> SHORT TASK: Please render the records below as a numbered list, with blank lines dropped and the pictures left out.

> EXERCISE MATERIAL:

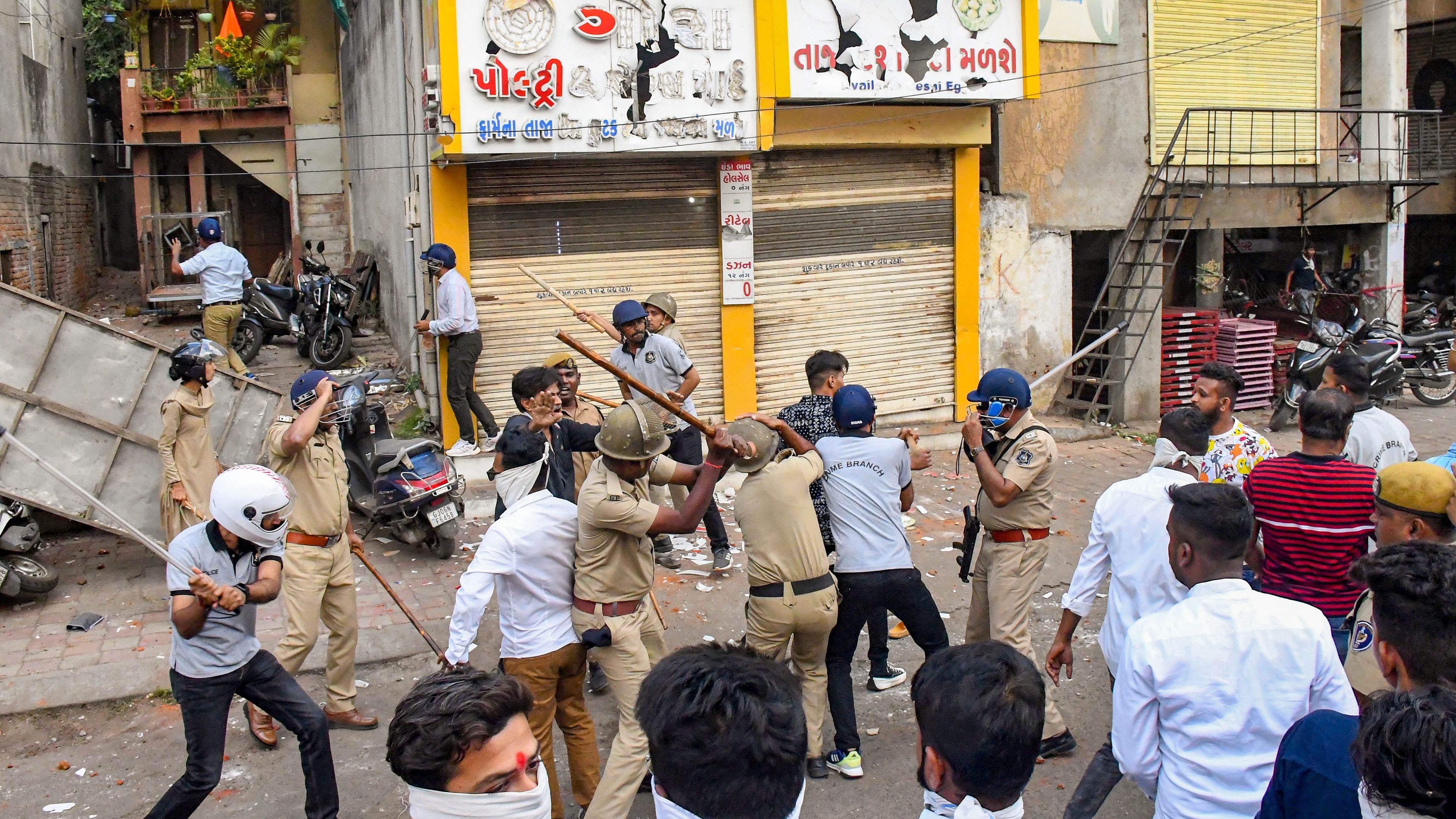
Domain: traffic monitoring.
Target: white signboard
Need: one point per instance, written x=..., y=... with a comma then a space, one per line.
x=1079, y=21
x=905, y=50
x=736, y=219
x=544, y=76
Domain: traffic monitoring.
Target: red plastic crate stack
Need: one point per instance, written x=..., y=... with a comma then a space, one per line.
x=1248, y=347
x=1190, y=340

> TASK ANSWER:
1. Domain: traffic monitoring.
2. Target: white signboard
3. Need: one point per instance, written x=..., y=... with a comma then a space, one per line.
4. x=1079, y=21
5. x=905, y=50
6. x=736, y=219
7. x=544, y=76
8. Domain: traffic monitoring.
9. Target: red plastic crate stack
10. Need: one point per instance, written x=..., y=... with a comma then a space, one per line.
11. x=1248, y=347
12. x=1190, y=340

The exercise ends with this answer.